◆ **TEXT UNDER STUDY**:

Albert D. Cooley was born on October 11, 1900, in Billings, Montana, and following high school graduation enlisted in the Marine Corps in April 1921. After three years of enlisted service, Cooley reached the NCO ranks and received a Marine Corps Good Conduct Medal for his Exemplary behavior and efficiency. He was commissioned a second lieutenant and attached to the Basic School at Philadelphia Navy Yard for officers' training.

Following graduation in July 1925, Cooley was ordered as an infantry officer to the Marine Corps Base San Diego, California, where he remained until April 1926. He was then attached to the Marine detachment aboard the battleship USS Mississippi and took part in patrol cruises along the West Coast. Cooley was promoted to the rank of first lieutenant and requested flight training in February 1928 for which he was ordered to Naval Air Station San Diego.

He was designated a naval aviator in January 1929 and served during the next four years with Marine Squadron San Diego, as an instructor at Naval Air Station Pensacola, Florida and as executive officer of Marine Squadron aboard the aircraft carrier USS Lexington.

◆ **PROVIDED MATERIAL**:
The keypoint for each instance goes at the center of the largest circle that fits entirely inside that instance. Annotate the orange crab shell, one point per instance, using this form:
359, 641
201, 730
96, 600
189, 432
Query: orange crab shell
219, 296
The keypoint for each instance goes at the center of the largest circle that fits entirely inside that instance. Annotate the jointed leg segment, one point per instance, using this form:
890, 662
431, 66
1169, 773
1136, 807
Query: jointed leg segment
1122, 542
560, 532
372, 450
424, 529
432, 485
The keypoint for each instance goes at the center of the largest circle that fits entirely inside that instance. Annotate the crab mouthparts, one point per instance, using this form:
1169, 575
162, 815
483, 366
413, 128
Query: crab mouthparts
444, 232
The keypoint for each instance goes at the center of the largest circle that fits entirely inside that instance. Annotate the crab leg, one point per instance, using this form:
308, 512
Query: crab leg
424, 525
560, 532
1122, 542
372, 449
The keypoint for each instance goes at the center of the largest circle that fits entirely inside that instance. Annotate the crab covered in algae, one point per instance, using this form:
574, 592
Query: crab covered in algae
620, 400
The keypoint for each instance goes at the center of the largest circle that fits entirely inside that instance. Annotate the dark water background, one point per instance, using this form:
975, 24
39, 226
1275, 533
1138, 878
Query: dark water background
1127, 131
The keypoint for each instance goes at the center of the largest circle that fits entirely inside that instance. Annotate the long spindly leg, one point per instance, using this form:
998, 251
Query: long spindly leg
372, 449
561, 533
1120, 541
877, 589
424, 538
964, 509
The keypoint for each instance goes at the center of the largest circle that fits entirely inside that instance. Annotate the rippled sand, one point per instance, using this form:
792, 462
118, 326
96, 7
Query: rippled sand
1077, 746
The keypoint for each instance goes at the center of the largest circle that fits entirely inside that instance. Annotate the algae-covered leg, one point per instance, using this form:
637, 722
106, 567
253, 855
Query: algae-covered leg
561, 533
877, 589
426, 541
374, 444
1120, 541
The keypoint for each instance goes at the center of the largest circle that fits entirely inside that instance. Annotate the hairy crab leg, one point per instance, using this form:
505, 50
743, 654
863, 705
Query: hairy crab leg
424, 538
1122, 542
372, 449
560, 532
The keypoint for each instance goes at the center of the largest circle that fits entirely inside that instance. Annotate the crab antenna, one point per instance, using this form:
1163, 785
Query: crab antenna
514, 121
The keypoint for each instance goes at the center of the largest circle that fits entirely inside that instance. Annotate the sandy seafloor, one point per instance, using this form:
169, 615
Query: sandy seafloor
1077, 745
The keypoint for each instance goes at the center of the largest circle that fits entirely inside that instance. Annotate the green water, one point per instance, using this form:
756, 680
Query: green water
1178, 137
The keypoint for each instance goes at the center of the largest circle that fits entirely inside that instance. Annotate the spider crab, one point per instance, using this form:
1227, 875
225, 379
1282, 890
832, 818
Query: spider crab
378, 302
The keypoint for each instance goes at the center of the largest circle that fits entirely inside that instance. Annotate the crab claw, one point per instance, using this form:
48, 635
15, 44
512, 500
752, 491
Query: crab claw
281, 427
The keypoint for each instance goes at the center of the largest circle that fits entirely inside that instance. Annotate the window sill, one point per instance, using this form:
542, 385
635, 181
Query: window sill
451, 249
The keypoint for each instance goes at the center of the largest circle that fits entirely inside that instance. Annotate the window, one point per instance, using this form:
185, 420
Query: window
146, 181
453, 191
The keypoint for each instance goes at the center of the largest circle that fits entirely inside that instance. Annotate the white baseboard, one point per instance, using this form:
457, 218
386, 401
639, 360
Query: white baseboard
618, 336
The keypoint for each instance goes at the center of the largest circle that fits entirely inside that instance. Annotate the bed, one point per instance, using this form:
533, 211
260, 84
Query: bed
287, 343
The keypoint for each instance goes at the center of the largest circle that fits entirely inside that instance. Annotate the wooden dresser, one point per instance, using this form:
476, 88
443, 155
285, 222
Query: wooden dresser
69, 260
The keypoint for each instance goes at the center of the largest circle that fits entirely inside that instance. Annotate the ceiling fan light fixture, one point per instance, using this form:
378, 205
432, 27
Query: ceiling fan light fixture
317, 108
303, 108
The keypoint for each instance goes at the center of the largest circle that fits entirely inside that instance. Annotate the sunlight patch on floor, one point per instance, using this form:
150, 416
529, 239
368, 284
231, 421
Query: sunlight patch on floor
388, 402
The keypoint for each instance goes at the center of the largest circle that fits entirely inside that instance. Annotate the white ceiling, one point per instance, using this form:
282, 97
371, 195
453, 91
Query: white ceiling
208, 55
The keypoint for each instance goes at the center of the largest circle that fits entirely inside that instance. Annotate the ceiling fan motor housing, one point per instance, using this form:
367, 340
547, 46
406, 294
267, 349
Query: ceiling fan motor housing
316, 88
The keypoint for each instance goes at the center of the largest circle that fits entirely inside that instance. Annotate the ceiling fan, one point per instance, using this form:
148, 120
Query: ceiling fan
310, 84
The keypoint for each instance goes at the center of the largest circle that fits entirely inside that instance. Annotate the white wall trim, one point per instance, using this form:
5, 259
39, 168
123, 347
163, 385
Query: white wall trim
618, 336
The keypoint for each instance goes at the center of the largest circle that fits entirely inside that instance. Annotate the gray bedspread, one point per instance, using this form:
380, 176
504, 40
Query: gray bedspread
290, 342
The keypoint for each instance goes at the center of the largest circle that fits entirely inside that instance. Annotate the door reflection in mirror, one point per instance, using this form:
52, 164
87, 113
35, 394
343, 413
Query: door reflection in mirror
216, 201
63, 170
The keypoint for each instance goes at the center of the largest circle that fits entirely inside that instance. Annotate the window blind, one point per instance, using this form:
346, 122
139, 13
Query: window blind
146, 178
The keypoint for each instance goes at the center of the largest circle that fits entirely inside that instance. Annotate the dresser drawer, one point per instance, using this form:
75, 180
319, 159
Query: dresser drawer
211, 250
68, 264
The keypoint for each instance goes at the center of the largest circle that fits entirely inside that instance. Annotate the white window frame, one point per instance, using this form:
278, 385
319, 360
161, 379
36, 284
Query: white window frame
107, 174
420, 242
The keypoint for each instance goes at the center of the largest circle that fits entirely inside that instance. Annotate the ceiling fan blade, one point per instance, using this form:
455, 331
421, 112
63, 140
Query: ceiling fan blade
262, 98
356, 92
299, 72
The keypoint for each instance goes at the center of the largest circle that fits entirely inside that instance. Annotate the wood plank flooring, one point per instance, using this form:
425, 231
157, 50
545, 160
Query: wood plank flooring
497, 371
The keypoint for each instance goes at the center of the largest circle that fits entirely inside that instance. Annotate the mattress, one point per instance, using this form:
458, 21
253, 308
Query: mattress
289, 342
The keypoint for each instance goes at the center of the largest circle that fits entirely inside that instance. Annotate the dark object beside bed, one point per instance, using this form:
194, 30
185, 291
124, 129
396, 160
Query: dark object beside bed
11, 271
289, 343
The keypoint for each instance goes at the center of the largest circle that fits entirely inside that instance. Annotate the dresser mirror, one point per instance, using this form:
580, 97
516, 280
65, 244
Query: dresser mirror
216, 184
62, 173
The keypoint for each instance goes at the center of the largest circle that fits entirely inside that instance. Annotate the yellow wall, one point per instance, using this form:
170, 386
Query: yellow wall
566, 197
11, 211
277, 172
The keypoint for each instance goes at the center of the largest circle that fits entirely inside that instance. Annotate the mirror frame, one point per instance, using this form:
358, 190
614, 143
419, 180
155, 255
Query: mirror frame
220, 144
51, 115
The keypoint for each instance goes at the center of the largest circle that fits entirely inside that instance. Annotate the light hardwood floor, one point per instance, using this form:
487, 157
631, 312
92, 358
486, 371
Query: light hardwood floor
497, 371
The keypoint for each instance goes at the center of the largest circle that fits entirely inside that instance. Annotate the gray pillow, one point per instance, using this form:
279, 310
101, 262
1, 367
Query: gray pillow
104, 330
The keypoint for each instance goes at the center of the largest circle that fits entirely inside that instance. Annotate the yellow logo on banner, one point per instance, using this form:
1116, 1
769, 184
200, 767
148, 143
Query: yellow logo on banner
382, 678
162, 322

◆ **TASK A**: Write out the part of the Albert D. Cooley biography that begins with the words containing "Following graduation in" and ends with "carrier USS Lexington.".
◆ **TASK B**: Write what comes next in the Albert D. Cooley biography, picking up after its last sentence.
The records play no part in these tasks.

◆ **TASK ANSWER A**:
Following graduation in July 1925, Cooley was ordered as an infantry officer to the Marine Corps Base San Diego, California, where he remained until April 1926. He was then attached to the Marine detachment aboard the battleship USS Mississippi and took part in patrol cruises along the West Coast. Cooley was promoted to the rank of first lieutenant and requested flight training in February 1928 for which he was ordered to Naval Air Station San Diego.

He was designated a naval aviator in January 1929 and served during the next four years with Marine Squadron San Diego, as an instructor at Naval Air Station Pensacola, Florida and as executive officer of Marine Squadron aboard the aircraft carrier USS Lexington.

◆ **TASK ANSWER B**:
Cooley returned to San Diego in August 1933 and served again as a squadron commander and later as group operations officer. He reached the rank of captain and was attached to the Junior Course, Amphibious Warfare School within Marine Corps Schools, Quantico in June 1936. Upon the graduation in June 1937, Cooley was attached to the Bureau of Aeronautics under Rear Admiral Arthur B. Cook and served in that capacity until June 1940. In July 1940, Cooley was attached to the Marine Aircraft Group 1 on Quantico and later commanded Marine Observation Squadron 1 during Caribbean Maneuvers.

==World War II==
===Guadalcanal===
Following the Japanese attack on Pearl Harbor in December 1941, Cooley was promoted to the rank of major and assumed command of newly activated Marine Aircraft Group 14 at Camp Kearny, California in March of the following year. He spent the next six months with training of his squadron and subsequently embarked for the South Pacific in August 1942. Cooley was meanwhile promoted to the rank of lieutenant colonel in May of that year.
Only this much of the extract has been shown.